**TASK DETAILS:** Type out all the records word for word. Any pictures are to be left out.
------------------------------------
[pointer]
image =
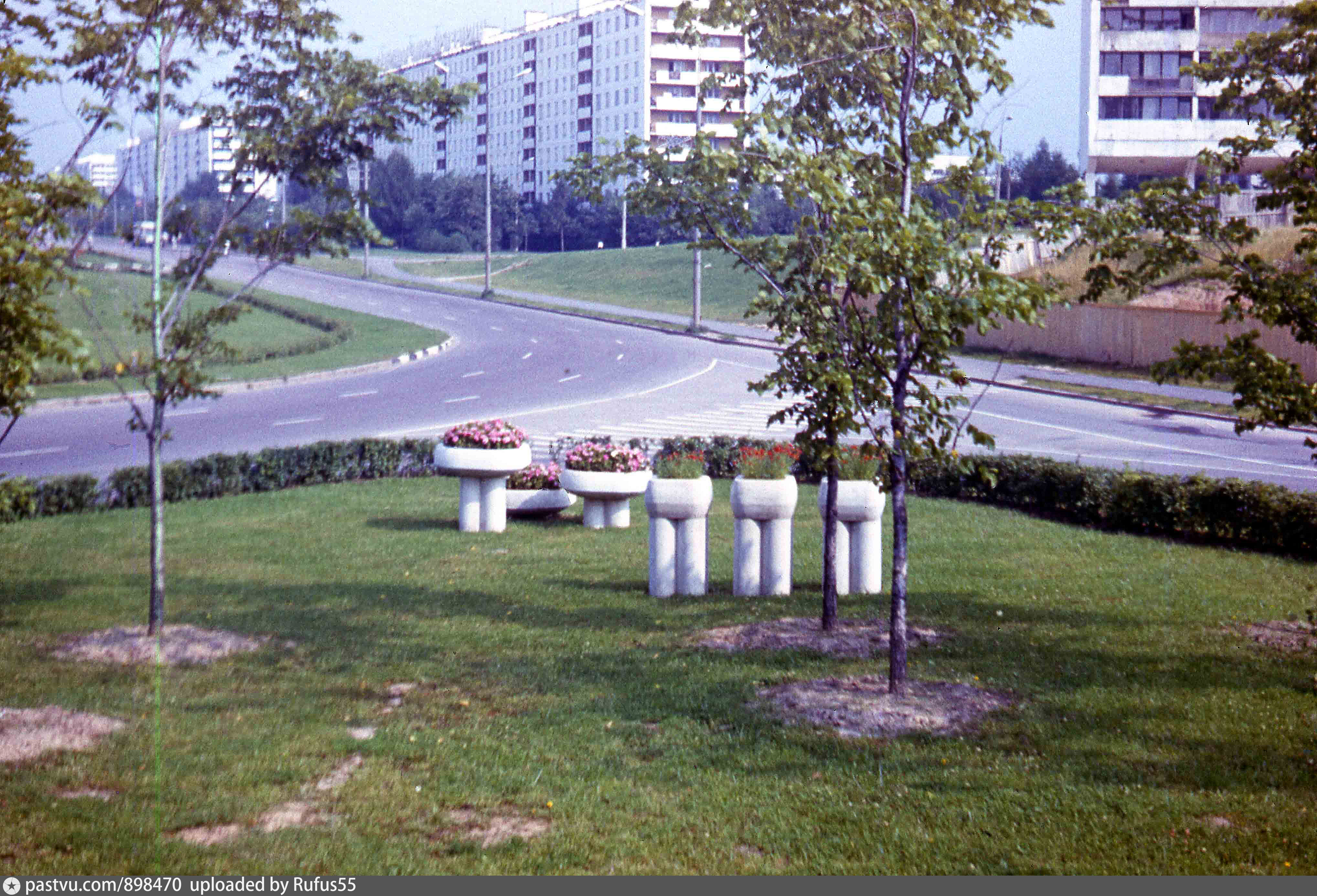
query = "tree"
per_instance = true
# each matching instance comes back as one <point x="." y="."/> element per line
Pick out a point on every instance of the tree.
<point x="1045" y="170"/>
<point x="298" y="109"/>
<point x="33" y="213"/>
<point x="1271" y="80"/>
<point x="873" y="290"/>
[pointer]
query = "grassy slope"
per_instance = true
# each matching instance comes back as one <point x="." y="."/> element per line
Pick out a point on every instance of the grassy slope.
<point x="548" y="675"/>
<point x="375" y="339"/>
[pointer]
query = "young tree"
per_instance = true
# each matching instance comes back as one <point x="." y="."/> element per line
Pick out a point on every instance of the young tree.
<point x="873" y="290"/>
<point x="1271" y="80"/>
<point x="298" y="109"/>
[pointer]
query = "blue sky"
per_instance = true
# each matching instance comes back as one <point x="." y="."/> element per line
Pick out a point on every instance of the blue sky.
<point x="1044" y="103"/>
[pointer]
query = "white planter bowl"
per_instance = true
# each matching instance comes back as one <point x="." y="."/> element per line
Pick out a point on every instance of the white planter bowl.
<point x="537" y="504"/>
<point x="764" y="498"/>
<point x="481" y="463"/>
<point x="680" y="498"/>
<point x="605" y="487"/>
<point x="858" y="501"/>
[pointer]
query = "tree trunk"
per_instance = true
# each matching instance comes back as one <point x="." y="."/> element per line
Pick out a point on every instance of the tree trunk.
<point x="834" y="472"/>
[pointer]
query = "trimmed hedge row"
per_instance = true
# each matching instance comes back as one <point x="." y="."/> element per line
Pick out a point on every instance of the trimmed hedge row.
<point x="1254" y="516"/>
------------------------------------
**WRITTEN SOLUTION:**
[pointer]
image =
query = "tree"
per_instance = true
# each matching instance comes back as one <point x="." y="."/> element per line
Pick out a point on every instance of the tree.
<point x="1045" y="170"/>
<point x="298" y="109"/>
<point x="33" y="213"/>
<point x="1271" y="80"/>
<point x="873" y="290"/>
[pointer]
query = "grassy slope"
per_instance = true
# each matching instance comes back as one <point x="." y="."/> element per line
Pick out a point on every instance of the grassy slope.
<point x="548" y="675"/>
<point x="375" y="339"/>
[pointer]
query = "young tree"
per_instance = true
# each matching instance comes back as one <point x="." y="."/> element per line
Pick out a point on every instance of the young tree.
<point x="873" y="290"/>
<point x="1271" y="80"/>
<point x="298" y="109"/>
[pointer]
query = "blue sky"
per_instance = true
# each matching instance comes back as one <point x="." y="."/> element per line
Pick out a point on every instance of the blue sky.
<point x="1044" y="103"/>
[pointer]
query = "white planter bowl"
per_instance = true
# each matching instance comes back as one <point x="." y="."/> element per line
Pick out a point on every instance of the white planter bowl.
<point x="537" y="504"/>
<point x="764" y="498"/>
<point x="481" y="463"/>
<point x="680" y="498"/>
<point x="605" y="487"/>
<point x="858" y="501"/>
[pointer]
query = "tree trunk"
per_instance = true
# each matching instance comes back as one <point x="." y="."/> element per line
Pick out a point on every instance of the tree trunk.
<point x="834" y="472"/>
[pointer]
query = "trimmed hedge row"
per_instance = true
# each matching instance comes back as one <point x="." y="."/> element per line
Pick out a point on every instance of the trimmed hedge row.
<point x="1254" y="516"/>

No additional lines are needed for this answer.